RECORDS PROVIDED.
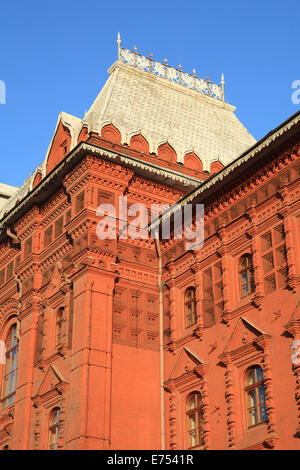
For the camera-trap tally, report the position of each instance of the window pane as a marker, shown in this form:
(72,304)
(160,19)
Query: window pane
(259,374)
(192,421)
(252,398)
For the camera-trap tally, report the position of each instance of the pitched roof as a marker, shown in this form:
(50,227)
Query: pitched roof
(165,105)
(162,110)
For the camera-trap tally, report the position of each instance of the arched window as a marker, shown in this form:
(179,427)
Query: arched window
(194,420)
(59,325)
(54,428)
(10,368)
(190,307)
(246,275)
(255,396)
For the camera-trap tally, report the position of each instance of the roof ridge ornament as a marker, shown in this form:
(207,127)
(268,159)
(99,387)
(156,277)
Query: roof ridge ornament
(172,74)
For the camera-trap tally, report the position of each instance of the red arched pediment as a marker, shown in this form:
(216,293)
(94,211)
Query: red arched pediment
(138,142)
(166,152)
(60,147)
(215,167)
(37,179)
(111,133)
(193,162)
(83,135)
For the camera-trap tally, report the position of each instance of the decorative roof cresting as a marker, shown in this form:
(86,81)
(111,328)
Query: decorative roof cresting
(170,73)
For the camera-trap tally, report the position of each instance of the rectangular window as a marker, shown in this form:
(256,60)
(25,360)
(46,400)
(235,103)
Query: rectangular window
(274,259)
(28,247)
(79,203)
(59,225)
(48,236)
(10,270)
(212,294)
(2,277)
(68,217)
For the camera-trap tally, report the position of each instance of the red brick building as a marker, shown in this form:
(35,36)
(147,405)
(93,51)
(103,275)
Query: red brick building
(120,343)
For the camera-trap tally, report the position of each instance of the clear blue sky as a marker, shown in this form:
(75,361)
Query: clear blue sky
(54,57)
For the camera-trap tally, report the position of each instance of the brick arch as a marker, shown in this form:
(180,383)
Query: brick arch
(83,135)
(216,166)
(111,133)
(166,152)
(60,147)
(193,162)
(138,142)
(37,179)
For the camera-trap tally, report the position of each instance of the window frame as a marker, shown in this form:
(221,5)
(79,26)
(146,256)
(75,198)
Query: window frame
(199,420)
(187,302)
(7,399)
(249,270)
(59,320)
(54,428)
(259,404)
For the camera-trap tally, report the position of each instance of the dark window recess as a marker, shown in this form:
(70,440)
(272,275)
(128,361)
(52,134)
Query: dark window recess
(40,336)
(48,236)
(68,216)
(10,270)
(2,277)
(79,205)
(28,247)
(70,329)
(59,225)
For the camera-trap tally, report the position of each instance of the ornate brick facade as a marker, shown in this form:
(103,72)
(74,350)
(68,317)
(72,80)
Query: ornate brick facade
(90,314)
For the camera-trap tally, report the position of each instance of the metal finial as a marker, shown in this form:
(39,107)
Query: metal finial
(222,85)
(119,46)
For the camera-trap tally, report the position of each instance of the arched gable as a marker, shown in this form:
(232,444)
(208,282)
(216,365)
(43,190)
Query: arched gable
(138,142)
(37,179)
(216,166)
(193,162)
(166,152)
(60,147)
(111,133)
(83,135)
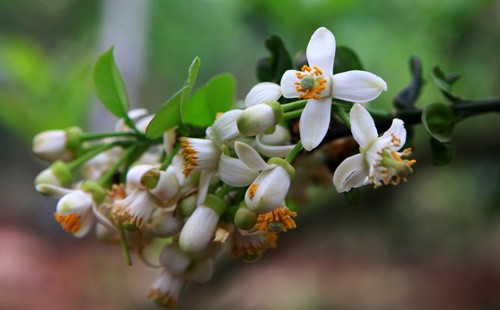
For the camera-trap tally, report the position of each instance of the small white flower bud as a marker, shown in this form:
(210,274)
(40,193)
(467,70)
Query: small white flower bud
(200,228)
(52,145)
(259,118)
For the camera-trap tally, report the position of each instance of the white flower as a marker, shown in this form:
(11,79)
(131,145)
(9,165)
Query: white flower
(261,93)
(270,188)
(318,85)
(379,161)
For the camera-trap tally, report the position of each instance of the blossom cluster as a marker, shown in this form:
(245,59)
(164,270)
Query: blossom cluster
(225,188)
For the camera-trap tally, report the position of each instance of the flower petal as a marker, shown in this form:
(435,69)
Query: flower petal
(314,122)
(352,172)
(234,172)
(321,50)
(288,87)
(357,86)
(273,150)
(362,126)
(250,157)
(263,92)
(398,129)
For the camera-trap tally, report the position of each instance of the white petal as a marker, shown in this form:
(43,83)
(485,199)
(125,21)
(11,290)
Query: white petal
(352,172)
(321,50)
(288,87)
(250,156)
(362,126)
(273,150)
(398,129)
(263,92)
(234,172)
(314,122)
(357,86)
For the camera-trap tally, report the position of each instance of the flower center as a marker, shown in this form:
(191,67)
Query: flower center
(311,83)
(278,220)
(70,223)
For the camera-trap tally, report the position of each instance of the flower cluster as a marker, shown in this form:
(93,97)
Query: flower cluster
(225,187)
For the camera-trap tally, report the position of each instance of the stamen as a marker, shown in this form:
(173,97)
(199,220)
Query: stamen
(190,156)
(278,220)
(311,84)
(252,189)
(70,223)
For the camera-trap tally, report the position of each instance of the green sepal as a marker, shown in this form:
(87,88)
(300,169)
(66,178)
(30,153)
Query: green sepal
(61,172)
(284,164)
(97,192)
(109,85)
(245,218)
(73,139)
(439,121)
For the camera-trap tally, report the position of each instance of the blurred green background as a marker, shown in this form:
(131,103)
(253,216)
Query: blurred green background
(431,243)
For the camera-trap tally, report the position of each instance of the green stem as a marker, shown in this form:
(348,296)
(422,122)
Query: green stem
(171,156)
(292,115)
(294,105)
(106,177)
(294,152)
(89,155)
(124,245)
(96,136)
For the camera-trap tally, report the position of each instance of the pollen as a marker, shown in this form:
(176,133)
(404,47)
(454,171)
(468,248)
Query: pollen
(252,189)
(70,223)
(190,156)
(278,220)
(311,83)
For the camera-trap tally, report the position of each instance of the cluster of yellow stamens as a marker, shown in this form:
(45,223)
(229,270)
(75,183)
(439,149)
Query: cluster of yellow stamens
(278,220)
(190,156)
(391,168)
(70,223)
(311,83)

WRITTEN INSTRUCTION.
All of the entries need to be transcribed word for word; pictures are left out.

TASK RESULT.
For the camera-trap tally, report the position of each instance of the window pane as a marker, shown in this form:
(72,304)
(160,19)
Query: window pane
(259,374)
(192,421)
(252,398)
For the camera-trap tally, report the position of each instance of the pitched roof as a marker, shown in this form:
(50,227)
Query: pitched roof
(165,105)
(162,110)
For the camera-trap tally, report the position of each instance of the arched window as a marker, shown in this form:
(179,427)
Query: arched window
(194,420)
(59,325)
(54,428)
(10,368)
(190,307)
(246,275)
(255,396)
For the camera-trap tally, report the position of each instance of the roof ridge ornament as a marker, shown in this form:
(207,127)
(268,159)
(99,387)
(156,277)
Query: roof ridge ornament
(172,74)
For the camera-trap tally, report the position of each instance of the red arched pediment as a marker, shown in this form:
(216,293)
(94,211)
Query: red arched pediment
(138,142)
(166,152)
(60,147)
(215,167)
(37,179)
(111,133)
(193,162)
(83,135)
For the camera-trap tally, report the position of each instance of the decorative roof cresting as a marker, shown in this form:
(86,81)
(111,328)
Query: decorative roof cresting
(170,73)
For the camera-trap tally, report the position of each instance of the rectangular window as a marker, shown in this form:
(256,60)
(25,360)
(46,400)
(235,103)
Query: rectangular window
(274,259)
(28,247)
(79,203)
(59,225)
(48,236)
(10,270)
(212,294)
(2,277)
(68,217)
For the camera-trap tally, report the position of each instance of the red brick building as a marker, shown in this form:
(35,36)
(147,405)
(93,51)
(103,275)
Query: red brick building
(120,343)
For the camera-trap tally, report the position of each instance of the clear blue sky as a marker, shown in this form:
(75,361)
Query: clear blue sky
(54,57)
For the camera-trap tally, report the position of each instance of the brick arch as a marker, shown in this form:
(180,383)
Query: brick arch
(83,135)
(216,166)
(111,133)
(166,152)
(60,147)
(193,162)
(138,142)
(37,179)
For the camera-trap tally, report the position of each instance of the window frame as a marker, shown in this form:
(221,5)
(79,26)
(146,256)
(75,198)
Query: window frame
(199,420)
(187,302)
(7,399)
(249,270)
(59,320)
(54,428)
(259,404)
For the camera-trap tally, report the position of each instance of the dark window recess as a marker, shown in this form:
(70,440)
(272,275)
(128,361)
(52,134)
Query: dark window recess
(40,336)
(48,236)
(68,216)
(10,270)
(2,277)
(79,205)
(28,247)
(70,329)
(59,225)
For the camera-trap tally, report the position of each instance of the ornate brick facade as a marker, shown in this form:
(103,72)
(74,350)
(68,317)
(72,80)
Query: ornate brick facade
(90,314)
For the camera-trap tally, report the position of each instance of the metal finial as a marker, shown in this form:
(39,107)
Query: metal finial
(222,85)
(119,46)
For the camera-trap tally, report the position of each instance of the arched gable as a marker, shown in this form:
(232,444)
(208,282)
(216,365)
(43,190)
Query: arched gable
(138,142)
(37,179)
(216,166)
(193,162)
(166,152)
(60,147)
(111,133)
(83,135)
For the camera-trap tally, report the position of each instance of the small white flower bud as a marker, shown in this form:
(210,274)
(40,193)
(467,70)
Query: small white flower bud
(200,228)
(52,145)
(259,118)
For the camera-trap tally, report the position of each instance of the white flower as a marker, shown in this form:
(11,79)
(131,145)
(9,165)
Query: white flower
(261,93)
(270,188)
(318,85)
(379,161)
For the camera-trap tally, report the position of each instance of the blossom cluster as a marker, shown in this form:
(245,59)
(164,270)
Query: blossom cluster
(225,188)
For the camera-trap tally, report the position of each instance of the flower petal as a marker, shown in this form:
(435,69)
Query: flower petal
(314,122)
(352,172)
(234,172)
(321,50)
(288,87)
(357,86)
(273,150)
(362,126)
(250,157)
(263,92)
(398,129)
For the camera-trap tally, report the position of each instance of the white petal as a marker, shown in this form:
(43,83)
(485,199)
(125,21)
(11,290)
Query: white petal
(352,172)
(321,50)
(288,87)
(250,156)
(362,126)
(273,150)
(398,129)
(263,92)
(234,172)
(314,122)
(357,86)
For the camera-trap tally, report the position of each instance of the flower center as a marker, shown in this form:
(191,67)
Query: flower center
(311,83)
(278,220)
(70,223)
For the camera-trap tally, report the position of each instance of the flower cluster as a marker, shown in this form:
(93,97)
Query: flower cluster
(225,187)
For the camera-trap tally, report the position of each instance of the stamen as a marker, shown in this form:
(173,97)
(199,220)
Query: stamen
(190,156)
(278,220)
(311,84)
(252,189)
(70,223)
For the camera-trap tally, report the position of each instance of the green sepal as a marker, shown in this form:
(87,88)
(300,169)
(66,178)
(30,153)
Query: green sepal
(61,172)
(284,164)
(97,192)
(109,85)
(245,218)
(73,139)
(439,121)
For the camera-trap tally, report the position of each instance of the blurred green background as a marker, shown in this form:
(131,103)
(253,216)
Query: blurred green background
(431,243)
For the camera-trap tally, report the position of each instance of the green stem as a marker, shown in this form:
(348,296)
(422,122)
Query: green stem
(171,156)
(292,115)
(294,105)
(106,177)
(294,152)
(89,155)
(124,245)
(96,136)
For the camera-trap tally, report the position of each instance of the pollen as a marker, shown in this form:
(176,133)
(404,47)
(454,171)
(468,248)
Query: pollen
(252,189)
(70,223)
(190,156)
(278,220)
(311,83)
For the camera-trap tally, report the position of each instance of the cluster of yellow stamens as a marker, shown in this form:
(45,223)
(229,270)
(75,183)
(439,149)
Query: cluster of yellow stamens
(278,220)
(190,156)
(391,168)
(70,223)
(311,83)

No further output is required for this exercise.